--- Objective ---
Can you recast the lines below as a Markdown table with the columns "Row" and "Line", numbering each row and skipping any blank lines? Leave the pictures out of the table.

Position annotation lines
----
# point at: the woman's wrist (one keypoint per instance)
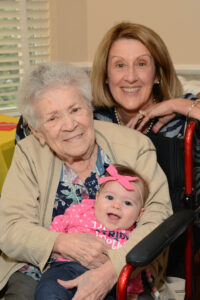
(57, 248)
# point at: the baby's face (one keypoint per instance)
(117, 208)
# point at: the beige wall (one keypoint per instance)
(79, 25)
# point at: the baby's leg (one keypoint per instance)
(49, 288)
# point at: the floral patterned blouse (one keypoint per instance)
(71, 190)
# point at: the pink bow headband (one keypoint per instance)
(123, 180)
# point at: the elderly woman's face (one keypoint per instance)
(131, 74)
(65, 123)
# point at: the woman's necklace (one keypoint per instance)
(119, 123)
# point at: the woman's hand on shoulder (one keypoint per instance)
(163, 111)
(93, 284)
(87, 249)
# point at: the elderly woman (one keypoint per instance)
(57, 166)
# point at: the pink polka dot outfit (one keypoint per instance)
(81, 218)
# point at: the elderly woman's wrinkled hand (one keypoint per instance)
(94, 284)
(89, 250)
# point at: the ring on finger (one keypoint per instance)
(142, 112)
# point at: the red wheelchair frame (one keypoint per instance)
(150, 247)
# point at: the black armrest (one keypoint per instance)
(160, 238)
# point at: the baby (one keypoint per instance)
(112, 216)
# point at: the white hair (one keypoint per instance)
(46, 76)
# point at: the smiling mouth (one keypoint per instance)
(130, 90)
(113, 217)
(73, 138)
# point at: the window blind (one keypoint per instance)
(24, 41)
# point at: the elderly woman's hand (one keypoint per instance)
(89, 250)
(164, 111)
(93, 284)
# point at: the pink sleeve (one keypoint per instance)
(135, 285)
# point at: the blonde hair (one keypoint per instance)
----
--- Task output ---
| Row | Line |
|---|---|
| 1 | # point at: the woman's wrist (one keypoint per instance) |
| 2 | (57, 248) |
| 3 | # point at: the baby's face (one keypoint per instance) |
| 4 | (117, 208) |
| 5 | # point at: the beige wall (one keypoint per instance) |
| 6 | (79, 25) |
| 7 | # point at: the baby's leg (one keypoint per instance) |
| 8 | (49, 288) |
| 9 | # point at: the floral patterned blouse (one keypoint per instance) |
| 10 | (71, 190) |
| 11 | # point at: the pink bow headband (one keypoint per instance) |
| 12 | (123, 180) |
| 13 | # point at: the elderly woman's face (one keypoint per instance) |
| 14 | (131, 74) |
| 15 | (65, 123) |
| 16 | # point at: the woman's necklace (one keypoint per instance) |
| 17 | (119, 123) |
| 18 | # point at: the woman's hand on shoulder (one keypoint per instance) |
| 19 | (163, 111) |
| 20 | (93, 284) |
| 21 | (87, 249) |
| 22 | # point at: the elderly woman (one keypoint per instance) |
| 23 | (57, 166) |
| 24 | # point at: the pink polka dot outfit (one keypoint per instance) |
| 25 | (81, 218) |
| 26 | # point at: the elderly woman's wrinkled hand (one keypoint per instance) |
| 27 | (94, 284) |
| 28 | (89, 250) |
| 29 | # point at: the ring on finger (one keypoint per instance) |
| 30 | (142, 112) |
| 31 | # point at: the red wheelchair frame (one keypoint per instance) |
| 32 | (150, 247) |
| 33 | # point at: the black armrest (one keypoint per instance) |
| 34 | (160, 238) |
| 35 | # point at: the baby (one keypoint per instance) |
| 36 | (112, 216) |
| 37 | # point at: the white hair (one keypoint per instance) |
| 38 | (46, 76) |
| 39 | # point at: the smiling mouth (one keypoint per instance) |
| 40 | (130, 90) |
| 41 | (113, 217) |
| 42 | (73, 138) |
| 43 | # point at: the window blind (one keypoint per instance) |
| 44 | (24, 41) |
| 45 | # point at: the elderly woman's hand (one keypoint per instance) |
| 46 | (89, 250) |
| 47 | (164, 111) |
| 48 | (93, 284) |
| 49 | # point at: the pink sleeve (one keypoint per instance) |
| 50 | (135, 285) |
| 51 | # point at: the blonde hair (one keypoint per instance) |